Start of Source text
6. Drexel University

Location: Philadelphia

Year Built: 1891

Key Architects: Various, including: Michael Graves

In 2002, Drexel University won “Ugliest Campus” by Campus Squeeze, and in 2008, it received the honor again, this time by Radar Magazine. Unfortunately, not much has changed. The campus is still being criticized for its “prison-like” dorms and factory-inspired aesthetic. The school’s concrete and brick Disque Hall looms over an open courtyard, and even from outside, the lack of windows is oppressive. Meanwhile, multiple construction projects were paused during the early months of the pandemic but were later confirmed to have resumed. More recently, a number of projects were set to be finished in 2022.

5. SUNY Buffalo, North Campus

Location: Buffalo, N.Y.

Year Built: 1962 (Founded: 1846)

Key Architects: Various

Buffalo itself was an experiment in city planning. Originally intended to hold many more people than its current population, the city is a virtual ghost town in some places. This sprawling, hopeful planning extends to the North Campus of SUNY Buffalo. The campus itself is spread too thin, creating a multiple mile walk between some buildings. Due to this, the cohesiveness of the campus is nonexistent and cold (and from October to March that coldness is literal). Capen Hall, home to the president and provost of the university, looks more like a factory than the fulcrum of a center for learning.

4. SUNY Purchase

Location: Purchase, N.Y.

Year Built: 1967

Key Architects: Various, including Paul Rudolph, Charles Gwathmey, Phillip Johnson, John Burgee, and Robert Venturi

SUNY Purchase's campus may be irony at its most cruel. The campus is actually one of the few on this list that is known for its ugliness, deemed both a "modern interpretation of a medieval fortress" and "a repurposed maximum security prison." The campus has even inspired the sarcastic Tumblr "Beautiful Purchase." The 1960s modernist buildings are as interesting as plain cardboard boxes, and the institutional lack of aesthetic beauty could be taken as a misguided joke for one of SUNY's best art schools. The Performing Arts Center, for one, greets students like a windowless tower of doom. We'd like to think that it's a modernist architect's gift of a blank canvas to the immensely talented student body.

3. Rochester Institute of Technology

Location: Rochester, N.Y.

Year Built: 1966 (Founded: 1829)
End of Source text
Start of Extracted data
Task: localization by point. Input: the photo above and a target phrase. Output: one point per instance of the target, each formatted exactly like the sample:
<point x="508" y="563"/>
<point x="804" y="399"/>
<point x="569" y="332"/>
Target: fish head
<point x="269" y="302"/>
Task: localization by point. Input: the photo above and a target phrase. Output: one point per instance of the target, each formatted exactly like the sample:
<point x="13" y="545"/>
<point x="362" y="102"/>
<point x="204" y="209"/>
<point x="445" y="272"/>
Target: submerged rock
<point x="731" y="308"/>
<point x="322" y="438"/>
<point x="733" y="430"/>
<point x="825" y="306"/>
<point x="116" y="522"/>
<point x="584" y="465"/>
End of Extracted data
#### Exercise instructions:
#1 In the campus rankings text, which publication named Drexel University the ugliest campus in 2008?
#2 Please continue the campus rankings text from the point where it stops.

#### Per-task outputs:
#1 Radar Magazine

#2
Key Architects: Various, including: Kevin Roche

With such a good photo program, you would think RIT would have an eye for aesthetics. Unfortunately, the university's planners were not on the same page as the students. The campus was actually built on a swamp and is lovingly referred to as "brick city" because of its wall-to-wall (and ground-to-sky) reddish-brown brick architecture. However, we have to give credit where credit is due; the school is actively trying to implement better architecture with new construction, like the Vignelli Center for Design.

2. City College of New York

Location: New York

Year Built: 1847

Key Architects: George Browne Post

Many of City College's buildings were designed by George B. Post. When submitting proposals for the project, Post actually drew up two plans, one in the Beaux-Art style and a second in the Gothic style. The college chose the latter. Post's buildings are over-the-top ornate like the building that houses the Department of Psychology, which looks like a church decorated in lumpy icing or a wedding cake gone wrong. Due to this poor stylistic choice, the campus is uninviting and also a little terrifying.

1. Ava Maria University

Location: Ava Maria, Fla.

Year Built: 2007 (Founded: 1998)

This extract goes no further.